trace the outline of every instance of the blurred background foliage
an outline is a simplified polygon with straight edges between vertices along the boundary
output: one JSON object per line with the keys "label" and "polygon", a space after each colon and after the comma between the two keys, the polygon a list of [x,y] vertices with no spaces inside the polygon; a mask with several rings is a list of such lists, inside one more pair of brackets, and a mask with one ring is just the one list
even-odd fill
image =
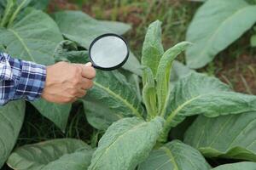
{"label": "blurred background foliage", "polygon": [[[256,0],[247,1],[256,3]],[[155,20],[162,21],[162,40],[166,49],[185,40],[188,26],[202,2],[203,0],[49,0],[47,12],[52,14],[60,10],[83,10],[97,20],[130,24],[132,29],[125,37],[135,55],[140,59],[145,33],[151,22]],[[199,71],[218,76],[236,92],[256,94],[256,45],[251,45],[251,37],[255,34],[256,26],[218,54],[212,62]],[[178,60],[184,63],[184,54],[180,55]],[[85,115],[81,113],[82,109],[81,105],[73,105],[67,132],[63,133],[54,123],[41,116],[38,110],[29,105],[26,110],[33,111],[29,111],[25,117],[26,123],[17,145],[65,137],[81,139],[92,146],[96,145],[102,132],[91,128],[86,122]]]}

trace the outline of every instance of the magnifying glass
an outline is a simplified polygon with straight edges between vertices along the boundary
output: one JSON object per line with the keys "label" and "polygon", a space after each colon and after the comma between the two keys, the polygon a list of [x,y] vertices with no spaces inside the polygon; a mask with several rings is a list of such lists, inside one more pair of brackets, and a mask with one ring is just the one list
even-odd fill
{"label": "magnifying glass", "polygon": [[112,71],[121,67],[127,61],[129,48],[121,36],[113,33],[103,34],[90,45],[89,57],[93,67]]}

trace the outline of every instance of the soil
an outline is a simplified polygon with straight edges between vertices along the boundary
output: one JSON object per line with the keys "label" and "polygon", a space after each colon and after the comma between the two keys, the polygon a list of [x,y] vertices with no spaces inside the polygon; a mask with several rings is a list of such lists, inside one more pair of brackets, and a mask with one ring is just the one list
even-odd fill
{"label": "soil", "polygon": [[[97,0],[96,0],[96,2]],[[172,6],[181,5],[181,1],[171,0]],[[53,12],[60,9],[82,9],[92,17],[96,14],[92,11],[92,5],[86,3],[82,7],[72,3],[72,0],[52,0],[49,6],[49,11]],[[156,7],[157,8],[157,7]],[[112,20],[112,14],[117,13],[116,20],[130,23],[133,28],[137,27],[143,22],[143,18],[139,14],[143,12],[143,8],[134,6],[125,6],[119,8],[117,11],[113,7],[104,7],[103,14],[105,20]],[[102,11],[102,9],[101,9]],[[148,16],[150,17],[150,14]],[[135,37],[136,29],[133,29],[131,35]],[[171,41],[171,40],[168,40]],[[166,42],[164,41],[164,43]],[[167,44],[170,44],[168,42]],[[248,44],[248,42],[241,42],[243,44]],[[131,43],[137,48],[137,42]],[[164,44],[165,46],[165,44]],[[245,46],[245,45],[243,45]],[[234,47],[233,47],[234,48]],[[229,53],[222,53],[222,55],[230,55]],[[223,59],[224,58],[224,59]],[[240,54],[238,57],[217,57],[214,60],[215,65],[214,75],[223,82],[230,84],[235,91],[256,94],[256,56],[252,54]]]}

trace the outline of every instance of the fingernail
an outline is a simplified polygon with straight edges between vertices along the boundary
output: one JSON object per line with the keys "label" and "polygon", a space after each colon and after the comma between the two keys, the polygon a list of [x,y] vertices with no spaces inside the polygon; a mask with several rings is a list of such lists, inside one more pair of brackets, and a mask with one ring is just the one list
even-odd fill
{"label": "fingernail", "polygon": [[89,63],[86,63],[85,64],[85,66],[91,66],[92,65],[91,65],[91,62],[89,62]]}

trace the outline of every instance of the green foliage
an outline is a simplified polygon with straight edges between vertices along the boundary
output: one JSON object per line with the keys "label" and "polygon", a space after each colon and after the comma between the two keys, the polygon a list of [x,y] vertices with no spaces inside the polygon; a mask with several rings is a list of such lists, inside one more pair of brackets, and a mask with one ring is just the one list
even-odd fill
{"label": "green foliage", "polygon": [[256,22],[256,5],[244,0],[208,0],[197,11],[187,31],[195,43],[186,51],[187,65],[201,68],[238,39]]}
{"label": "green foliage", "polygon": [[129,25],[96,20],[80,11],[58,12],[54,18],[65,37],[85,48],[89,48],[90,42],[102,34],[124,34],[131,29]]}
{"label": "green foliage", "polygon": [[[44,35],[44,36],[42,36]],[[63,40],[57,25],[42,11],[32,9],[9,28],[0,27],[0,44],[21,60],[53,64],[53,54]]]}
{"label": "green foliage", "polygon": [[0,109],[0,167],[15,144],[24,116],[24,101],[11,102]]}
{"label": "green foliage", "polygon": [[[86,63],[86,49],[95,37],[109,32],[124,34],[131,28],[120,22],[96,20],[80,11],[58,12],[52,20],[34,8],[44,8],[47,3],[0,2],[1,50],[44,65],[61,60]],[[196,73],[175,61],[189,48],[187,60],[192,59],[188,57],[190,53],[199,57],[194,57],[193,62],[189,60],[189,66],[203,66],[252,26],[255,19],[247,16],[255,14],[253,9],[254,6],[242,0],[233,3],[208,0],[188,31],[188,40],[195,44],[183,42],[166,51],[161,43],[160,21],[153,22],[145,36],[142,65],[131,54],[122,69],[97,71],[94,87],[73,105],[72,111],[72,105],[42,99],[32,102],[63,132],[70,112],[79,110],[75,111],[85,114],[93,131],[90,144],[95,150],[74,139],[49,140],[15,149],[8,165],[20,170],[207,170],[211,167],[203,156],[255,161],[253,113],[256,111],[256,96],[232,92],[217,78]],[[212,17],[212,11],[218,15]],[[205,17],[209,18],[204,20]],[[229,26],[239,24],[237,20],[241,20],[241,26],[227,31]],[[201,27],[195,28],[201,23],[204,23]],[[194,63],[194,60],[200,62]],[[0,153],[0,166],[15,144],[24,112],[23,101],[11,102],[0,110],[0,127],[3,129],[0,132],[0,149],[4,150]],[[201,116],[184,139],[191,146],[170,141],[170,130],[195,115]],[[73,120],[71,123],[77,123]],[[96,144],[98,138],[101,139]],[[254,167],[253,162],[240,162],[216,169]]]}
{"label": "green foliage", "polygon": [[92,153],[93,150],[81,140],[54,139],[16,149],[7,163],[17,170],[84,170]]}
{"label": "green foliage", "polygon": [[107,125],[120,118],[143,117],[144,108],[139,102],[135,87],[127,82],[122,74],[116,71],[97,71],[96,75],[94,87],[82,99],[86,116],[92,126],[105,129]]}
{"label": "green foliage", "polygon": [[254,170],[255,168],[256,168],[256,163],[249,162],[242,162],[239,163],[221,165],[219,167],[213,168],[212,170],[241,170],[241,169]]}
{"label": "green foliage", "polygon": [[163,121],[132,117],[113,123],[99,141],[89,170],[133,170],[155,144]]}
{"label": "green foliage", "polygon": [[173,140],[153,150],[138,170],[211,169],[202,155],[181,141]]}
{"label": "green foliage", "polygon": [[186,116],[203,114],[213,117],[250,110],[256,110],[256,96],[234,93],[217,78],[191,73],[177,81],[171,92],[161,139]]}
{"label": "green foliage", "polygon": [[256,47],[256,35],[253,35],[251,37],[251,46]]}
{"label": "green foliage", "polygon": [[207,157],[255,162],[255,111],[217,118],[199,116],[187,131],[184,142]]}

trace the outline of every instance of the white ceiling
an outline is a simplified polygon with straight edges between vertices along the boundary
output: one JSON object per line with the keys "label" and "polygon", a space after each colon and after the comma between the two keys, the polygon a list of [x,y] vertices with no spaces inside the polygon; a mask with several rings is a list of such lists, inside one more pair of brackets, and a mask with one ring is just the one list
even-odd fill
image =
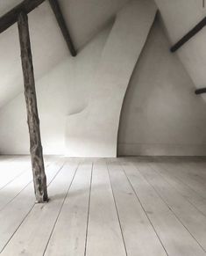
{"label": "white ceiling", "polygon": [[[75,46],[80,49],[129,0],[60,0]],[[2,16],[21,0],[1,0]],[[70,56],[47,1],[29,14],[36,79]],[[0,34],[0,107],[23,91],[17,25]]]}
{"label": "white ceiling", "polygon": [[[160,11],[171,45],[206,16],[206,7],[202,8],[202,0],[155,0],[155,2]],[[205,42],[206,27],[175,53],[197,88],[206,86]]]}

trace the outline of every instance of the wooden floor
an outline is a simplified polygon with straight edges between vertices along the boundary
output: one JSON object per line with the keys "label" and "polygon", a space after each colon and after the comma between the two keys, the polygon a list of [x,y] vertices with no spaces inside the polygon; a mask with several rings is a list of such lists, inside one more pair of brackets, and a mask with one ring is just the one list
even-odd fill
{"label": "wooden floor", "polygon": [[0,157],[1,255],[205,256],[206,159],[46,157],[34,204],[28,157]]}

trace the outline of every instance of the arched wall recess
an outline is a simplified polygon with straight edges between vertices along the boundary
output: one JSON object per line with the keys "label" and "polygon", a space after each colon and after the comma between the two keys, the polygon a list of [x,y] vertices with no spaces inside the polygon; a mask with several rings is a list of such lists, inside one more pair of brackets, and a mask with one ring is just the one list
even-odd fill
{"label": "arched wall recess", "polygon": [[117,13],[94,76],[89,105],[67,117],[66,156],[117,157],[123,99],[156,11],[152,1],[139,0],[129,2]]}

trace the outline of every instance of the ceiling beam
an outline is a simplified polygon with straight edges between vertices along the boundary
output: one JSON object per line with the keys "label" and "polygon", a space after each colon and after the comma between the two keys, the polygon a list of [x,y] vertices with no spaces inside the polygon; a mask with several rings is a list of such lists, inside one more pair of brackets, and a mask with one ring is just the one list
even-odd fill
{"label": "ceiling beam", "polygon": [[18,21],[21,11],[28,14],[45,0],[25,0],[0,18],[0,33],[3,33]]}
{"label": "ceiling beam", "polygon": [[183,36],[177,43],[175,43],[171,48],[172,53],[178,50],[187,41],[188,41],[194,35],[200,32],[206,26],[206,17],[202,19],[193,29],[191,29],[185,36]]}
{"label": "ceiling beam", "polygon": [[202,93],[206,93],[206,87],[195,90],[195,94],[198,95],[198,94],[202,94]]}
{"label": "ceiling beam", "polygon": [[55,17],[56,17],[56,20],[59,24],[60,31],[61,31],[63,37],[66,40],[67,48],[68,48],[72,56],[75,57],[75,56],[76,56],[77,53],[76,53],[76,50],[75,50],[75,46],[73,44],[68,28],[66,25],[62,11],[60,10],[60,6],[59,4],[59,2],[58,2],[58,0],[49,0],[49,4],[53,9],[53,11]]}

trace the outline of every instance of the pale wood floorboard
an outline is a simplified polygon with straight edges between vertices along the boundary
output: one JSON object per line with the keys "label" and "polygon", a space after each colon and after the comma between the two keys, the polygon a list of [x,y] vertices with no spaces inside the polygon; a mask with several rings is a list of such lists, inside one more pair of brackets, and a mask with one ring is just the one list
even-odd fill
{"label": "pale wood floorboard", "polygon": [[206,256],[204,157],[47,157],[46,172],[34,204],[30,157],[0,156],[1,255]]}
{"label": "pale wood floorboard", "polygon": [[139,256],[167,255],[123,169],[117,162],[109,162],[108,168],[128,255],[134,255],[134,252],[138,252]]}
{"label": "pale wood floorboard", "polygon": [[206,216],[178,193],[162,176],[152,168],[148,168],[148,164],[138,163],[137,167],[160,197],[173,210],[176,217],[206,250]]}

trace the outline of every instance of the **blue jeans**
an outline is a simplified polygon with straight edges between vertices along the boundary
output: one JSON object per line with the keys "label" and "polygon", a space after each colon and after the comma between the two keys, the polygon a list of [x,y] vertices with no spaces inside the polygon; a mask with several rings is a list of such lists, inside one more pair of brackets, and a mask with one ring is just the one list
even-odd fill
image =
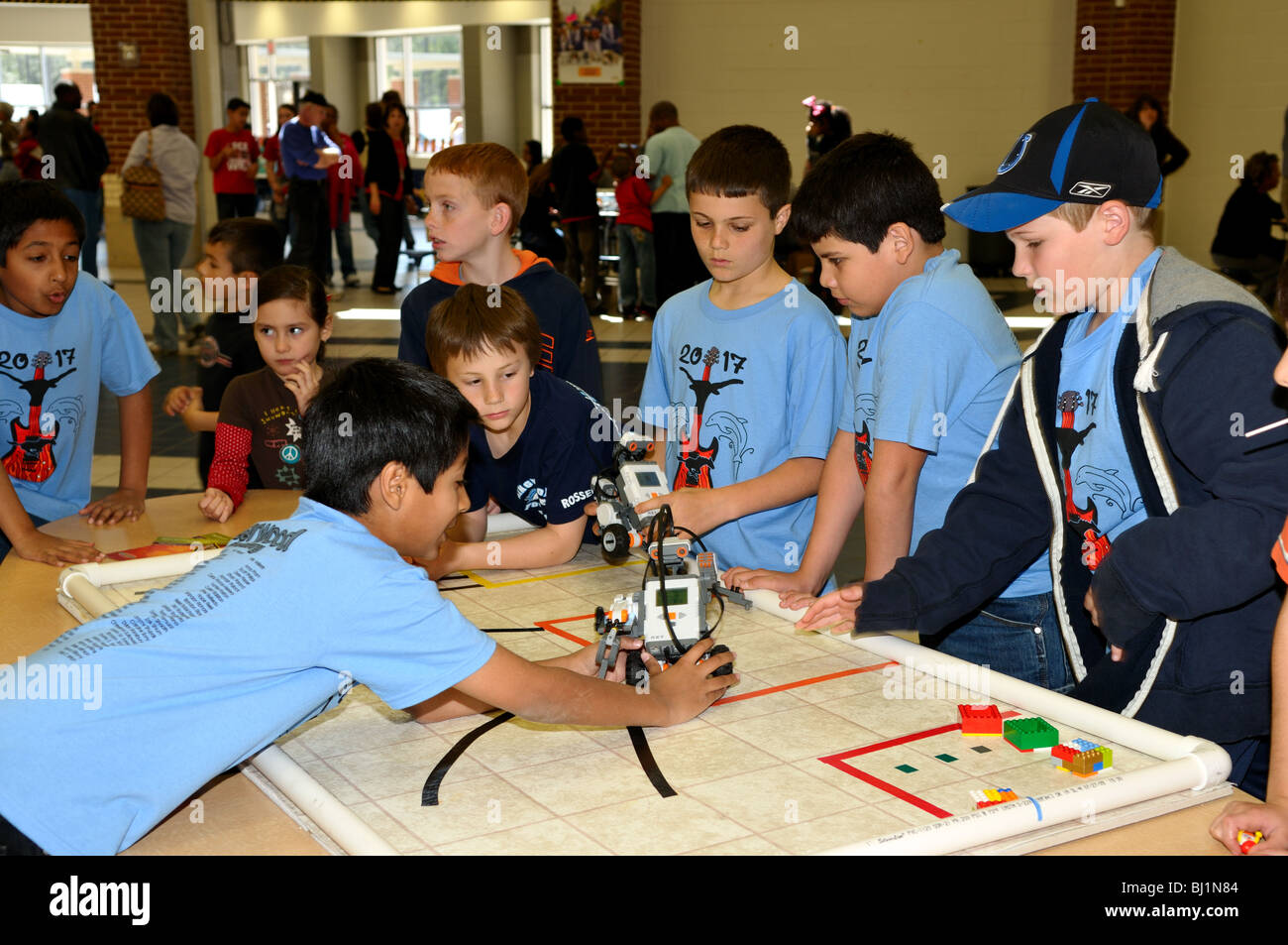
****************
List every line of the data above that contains the word "trace", matching case exactly.

trace the outline of every instance of the blurred background foliage
trace the outline of every instance of the magnifying glass
trace the outline of every instance of the soil
trace the outline of every instance of the fingernail
trace the outline of every instance of the green foliage
trace the outline of every instance of the white ceiling
trace the outline of every instance of the wooden floor
trace the outline of every instance of the arched wall recess
trace the outline of every instance of the ceiling beam
trace the outline of every instance of the pale wood floorboard
trace the outline of every instance of the **blue jeans**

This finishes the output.